• RECORD EXTRACTS:

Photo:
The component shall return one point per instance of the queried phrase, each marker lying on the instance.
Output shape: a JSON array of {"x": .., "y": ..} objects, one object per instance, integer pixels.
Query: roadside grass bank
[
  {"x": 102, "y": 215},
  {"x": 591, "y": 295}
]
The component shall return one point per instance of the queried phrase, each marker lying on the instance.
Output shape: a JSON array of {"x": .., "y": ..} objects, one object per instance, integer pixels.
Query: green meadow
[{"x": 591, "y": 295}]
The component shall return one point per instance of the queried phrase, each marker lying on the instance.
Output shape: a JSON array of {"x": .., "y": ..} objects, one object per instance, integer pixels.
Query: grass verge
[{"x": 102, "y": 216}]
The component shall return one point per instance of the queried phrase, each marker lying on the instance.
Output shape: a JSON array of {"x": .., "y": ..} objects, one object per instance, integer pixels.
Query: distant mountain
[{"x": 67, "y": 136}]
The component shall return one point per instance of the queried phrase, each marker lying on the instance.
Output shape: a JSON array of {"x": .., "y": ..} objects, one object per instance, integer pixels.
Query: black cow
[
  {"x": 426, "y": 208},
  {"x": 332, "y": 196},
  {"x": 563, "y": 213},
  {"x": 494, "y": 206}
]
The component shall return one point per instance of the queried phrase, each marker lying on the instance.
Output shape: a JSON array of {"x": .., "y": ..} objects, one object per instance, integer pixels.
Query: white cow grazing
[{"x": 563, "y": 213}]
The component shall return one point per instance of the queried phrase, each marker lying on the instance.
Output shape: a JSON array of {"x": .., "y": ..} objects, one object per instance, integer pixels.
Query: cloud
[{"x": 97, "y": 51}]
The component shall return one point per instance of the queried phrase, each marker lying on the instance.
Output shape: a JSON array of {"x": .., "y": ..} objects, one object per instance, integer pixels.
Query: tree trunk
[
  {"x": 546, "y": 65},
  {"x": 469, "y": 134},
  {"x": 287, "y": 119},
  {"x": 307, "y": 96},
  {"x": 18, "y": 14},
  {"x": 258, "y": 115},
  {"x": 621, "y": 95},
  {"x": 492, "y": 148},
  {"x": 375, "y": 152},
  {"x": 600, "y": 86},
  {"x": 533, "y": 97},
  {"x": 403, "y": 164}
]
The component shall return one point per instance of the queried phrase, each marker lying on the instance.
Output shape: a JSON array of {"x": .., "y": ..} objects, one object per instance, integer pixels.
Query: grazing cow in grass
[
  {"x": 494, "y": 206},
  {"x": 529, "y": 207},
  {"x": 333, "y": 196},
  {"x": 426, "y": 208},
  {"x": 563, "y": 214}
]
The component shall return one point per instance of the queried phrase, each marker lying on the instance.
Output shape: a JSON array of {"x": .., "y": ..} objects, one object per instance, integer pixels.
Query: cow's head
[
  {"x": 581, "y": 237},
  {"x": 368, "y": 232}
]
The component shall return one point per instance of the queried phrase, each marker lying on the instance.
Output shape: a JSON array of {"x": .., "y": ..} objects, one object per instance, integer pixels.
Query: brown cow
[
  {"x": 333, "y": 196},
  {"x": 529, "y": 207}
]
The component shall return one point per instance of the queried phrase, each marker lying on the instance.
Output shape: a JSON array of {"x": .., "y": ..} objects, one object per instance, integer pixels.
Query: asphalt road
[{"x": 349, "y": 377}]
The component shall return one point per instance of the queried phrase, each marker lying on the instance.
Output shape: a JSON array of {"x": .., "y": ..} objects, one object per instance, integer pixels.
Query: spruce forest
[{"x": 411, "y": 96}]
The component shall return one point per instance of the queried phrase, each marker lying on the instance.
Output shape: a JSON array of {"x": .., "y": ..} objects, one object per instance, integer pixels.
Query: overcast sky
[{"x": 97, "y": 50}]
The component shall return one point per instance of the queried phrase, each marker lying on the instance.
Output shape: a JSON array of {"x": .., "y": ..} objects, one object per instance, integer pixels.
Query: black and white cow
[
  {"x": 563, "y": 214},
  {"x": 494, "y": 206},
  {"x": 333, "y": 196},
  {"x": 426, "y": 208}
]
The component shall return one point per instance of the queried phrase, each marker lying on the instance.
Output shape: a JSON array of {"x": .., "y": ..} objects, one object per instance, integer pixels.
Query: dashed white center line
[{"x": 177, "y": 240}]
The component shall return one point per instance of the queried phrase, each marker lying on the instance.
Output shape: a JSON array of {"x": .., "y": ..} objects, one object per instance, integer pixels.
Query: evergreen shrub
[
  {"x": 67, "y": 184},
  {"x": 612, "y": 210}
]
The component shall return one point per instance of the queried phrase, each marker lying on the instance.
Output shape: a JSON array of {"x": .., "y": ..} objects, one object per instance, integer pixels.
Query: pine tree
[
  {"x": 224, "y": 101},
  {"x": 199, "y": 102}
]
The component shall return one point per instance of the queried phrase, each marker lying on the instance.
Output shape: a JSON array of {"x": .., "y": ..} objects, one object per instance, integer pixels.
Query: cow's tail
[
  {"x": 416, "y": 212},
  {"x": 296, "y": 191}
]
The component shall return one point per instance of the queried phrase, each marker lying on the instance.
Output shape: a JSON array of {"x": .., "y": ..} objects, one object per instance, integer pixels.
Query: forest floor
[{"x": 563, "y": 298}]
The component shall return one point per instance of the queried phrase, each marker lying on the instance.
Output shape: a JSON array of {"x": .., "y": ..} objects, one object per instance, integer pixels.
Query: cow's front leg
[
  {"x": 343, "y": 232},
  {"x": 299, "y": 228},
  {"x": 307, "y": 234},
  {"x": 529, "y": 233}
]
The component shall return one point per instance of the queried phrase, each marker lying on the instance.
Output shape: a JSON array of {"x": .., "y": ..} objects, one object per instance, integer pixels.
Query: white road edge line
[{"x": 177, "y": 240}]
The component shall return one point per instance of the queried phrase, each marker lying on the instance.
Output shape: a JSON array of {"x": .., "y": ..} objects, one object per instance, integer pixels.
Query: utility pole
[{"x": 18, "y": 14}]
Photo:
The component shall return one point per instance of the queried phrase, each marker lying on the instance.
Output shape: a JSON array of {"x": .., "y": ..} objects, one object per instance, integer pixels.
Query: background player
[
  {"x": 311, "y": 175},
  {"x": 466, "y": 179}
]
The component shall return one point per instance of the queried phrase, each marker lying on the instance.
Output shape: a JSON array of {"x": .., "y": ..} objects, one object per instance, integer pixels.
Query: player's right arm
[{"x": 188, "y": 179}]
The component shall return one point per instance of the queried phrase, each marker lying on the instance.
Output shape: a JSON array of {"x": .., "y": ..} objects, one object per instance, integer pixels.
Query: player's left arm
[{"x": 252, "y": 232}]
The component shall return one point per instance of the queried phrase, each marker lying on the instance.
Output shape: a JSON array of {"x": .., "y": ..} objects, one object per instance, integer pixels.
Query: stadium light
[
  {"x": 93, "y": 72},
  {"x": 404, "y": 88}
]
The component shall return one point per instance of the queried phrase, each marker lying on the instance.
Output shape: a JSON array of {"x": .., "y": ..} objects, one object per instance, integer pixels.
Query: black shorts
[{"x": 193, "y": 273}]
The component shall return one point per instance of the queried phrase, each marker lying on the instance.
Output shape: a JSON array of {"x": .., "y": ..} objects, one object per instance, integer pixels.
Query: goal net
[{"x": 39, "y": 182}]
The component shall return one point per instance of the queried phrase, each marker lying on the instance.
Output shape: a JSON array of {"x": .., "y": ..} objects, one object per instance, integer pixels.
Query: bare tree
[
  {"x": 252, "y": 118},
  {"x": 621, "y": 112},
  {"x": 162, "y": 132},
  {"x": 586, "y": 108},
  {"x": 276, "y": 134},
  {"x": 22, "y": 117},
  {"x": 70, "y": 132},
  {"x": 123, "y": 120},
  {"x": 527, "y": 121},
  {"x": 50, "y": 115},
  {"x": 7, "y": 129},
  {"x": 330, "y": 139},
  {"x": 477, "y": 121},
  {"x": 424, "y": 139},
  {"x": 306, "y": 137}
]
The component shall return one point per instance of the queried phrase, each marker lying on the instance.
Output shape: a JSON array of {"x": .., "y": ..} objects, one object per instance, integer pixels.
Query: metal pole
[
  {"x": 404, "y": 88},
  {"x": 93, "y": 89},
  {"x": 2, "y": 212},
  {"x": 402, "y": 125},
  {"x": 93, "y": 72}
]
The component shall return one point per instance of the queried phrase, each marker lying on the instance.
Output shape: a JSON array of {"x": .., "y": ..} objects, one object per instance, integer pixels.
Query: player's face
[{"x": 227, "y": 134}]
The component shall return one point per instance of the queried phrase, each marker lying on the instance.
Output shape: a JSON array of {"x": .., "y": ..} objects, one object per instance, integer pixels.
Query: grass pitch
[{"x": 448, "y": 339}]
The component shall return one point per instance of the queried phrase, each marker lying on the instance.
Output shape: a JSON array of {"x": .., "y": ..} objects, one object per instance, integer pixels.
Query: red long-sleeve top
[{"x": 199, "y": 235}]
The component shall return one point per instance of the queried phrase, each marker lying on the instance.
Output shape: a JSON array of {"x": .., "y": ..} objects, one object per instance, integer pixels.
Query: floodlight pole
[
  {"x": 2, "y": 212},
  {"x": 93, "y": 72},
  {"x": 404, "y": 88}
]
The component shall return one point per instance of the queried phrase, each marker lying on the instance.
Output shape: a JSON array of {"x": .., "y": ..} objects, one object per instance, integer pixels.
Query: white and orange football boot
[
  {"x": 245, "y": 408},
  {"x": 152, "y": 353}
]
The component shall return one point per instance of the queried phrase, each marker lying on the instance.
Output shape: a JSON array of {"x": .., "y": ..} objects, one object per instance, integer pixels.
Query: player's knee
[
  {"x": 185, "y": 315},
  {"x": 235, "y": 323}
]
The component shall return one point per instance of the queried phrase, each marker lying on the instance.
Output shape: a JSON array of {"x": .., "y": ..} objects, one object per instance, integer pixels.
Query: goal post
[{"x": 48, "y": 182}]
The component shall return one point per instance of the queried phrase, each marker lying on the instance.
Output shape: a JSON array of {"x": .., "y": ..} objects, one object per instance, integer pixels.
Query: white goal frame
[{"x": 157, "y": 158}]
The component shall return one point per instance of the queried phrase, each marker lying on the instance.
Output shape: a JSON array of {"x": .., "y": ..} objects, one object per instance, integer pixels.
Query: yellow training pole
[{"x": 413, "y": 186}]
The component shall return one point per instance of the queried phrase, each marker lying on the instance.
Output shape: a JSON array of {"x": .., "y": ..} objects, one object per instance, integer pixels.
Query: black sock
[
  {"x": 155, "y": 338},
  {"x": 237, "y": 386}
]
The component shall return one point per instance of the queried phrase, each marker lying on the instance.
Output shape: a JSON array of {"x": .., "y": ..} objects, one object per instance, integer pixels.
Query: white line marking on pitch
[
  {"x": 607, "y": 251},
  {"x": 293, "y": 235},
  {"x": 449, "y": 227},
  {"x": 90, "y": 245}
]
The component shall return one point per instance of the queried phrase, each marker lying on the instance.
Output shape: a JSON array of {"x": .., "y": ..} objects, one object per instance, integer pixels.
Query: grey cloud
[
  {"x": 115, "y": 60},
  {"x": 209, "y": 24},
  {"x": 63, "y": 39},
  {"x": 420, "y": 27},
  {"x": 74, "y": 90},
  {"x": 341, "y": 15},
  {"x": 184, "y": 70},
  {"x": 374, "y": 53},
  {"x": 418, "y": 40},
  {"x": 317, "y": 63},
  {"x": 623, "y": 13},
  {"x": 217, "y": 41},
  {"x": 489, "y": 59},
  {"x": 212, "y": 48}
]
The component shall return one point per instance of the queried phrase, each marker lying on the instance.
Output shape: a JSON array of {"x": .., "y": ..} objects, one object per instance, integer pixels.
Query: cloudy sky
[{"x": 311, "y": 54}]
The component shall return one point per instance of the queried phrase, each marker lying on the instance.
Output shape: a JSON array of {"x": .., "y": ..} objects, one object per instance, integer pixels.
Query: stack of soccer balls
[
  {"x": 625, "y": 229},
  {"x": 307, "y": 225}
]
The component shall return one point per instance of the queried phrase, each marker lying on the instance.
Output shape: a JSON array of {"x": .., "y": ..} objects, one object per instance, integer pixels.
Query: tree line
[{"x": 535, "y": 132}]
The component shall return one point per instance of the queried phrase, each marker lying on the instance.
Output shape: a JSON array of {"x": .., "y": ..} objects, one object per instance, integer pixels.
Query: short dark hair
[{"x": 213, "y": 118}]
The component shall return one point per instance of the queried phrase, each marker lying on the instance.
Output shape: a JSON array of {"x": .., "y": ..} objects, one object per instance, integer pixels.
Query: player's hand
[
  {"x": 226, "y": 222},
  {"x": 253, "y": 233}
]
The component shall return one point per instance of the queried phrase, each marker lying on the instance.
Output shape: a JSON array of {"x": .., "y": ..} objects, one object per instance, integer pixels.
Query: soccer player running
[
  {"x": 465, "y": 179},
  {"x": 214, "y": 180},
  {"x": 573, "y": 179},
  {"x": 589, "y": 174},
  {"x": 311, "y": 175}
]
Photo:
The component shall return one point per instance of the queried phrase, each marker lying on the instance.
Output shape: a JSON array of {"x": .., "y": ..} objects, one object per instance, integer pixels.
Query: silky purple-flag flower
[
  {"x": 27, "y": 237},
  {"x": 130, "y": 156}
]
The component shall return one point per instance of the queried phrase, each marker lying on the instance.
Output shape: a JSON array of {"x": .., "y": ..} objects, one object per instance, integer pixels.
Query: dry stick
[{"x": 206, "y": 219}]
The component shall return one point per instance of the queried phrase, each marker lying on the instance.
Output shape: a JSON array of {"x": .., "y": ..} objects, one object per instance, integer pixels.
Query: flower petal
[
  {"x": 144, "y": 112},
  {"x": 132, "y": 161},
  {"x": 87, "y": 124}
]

• WORK REQUIRED:
Please show every line in the items above that contains the word "soccer", treating uppercase and lowercase as different.

• SOLUTION FOR THIS TASK:
Query: stack of soccer balls
Query: soccer player running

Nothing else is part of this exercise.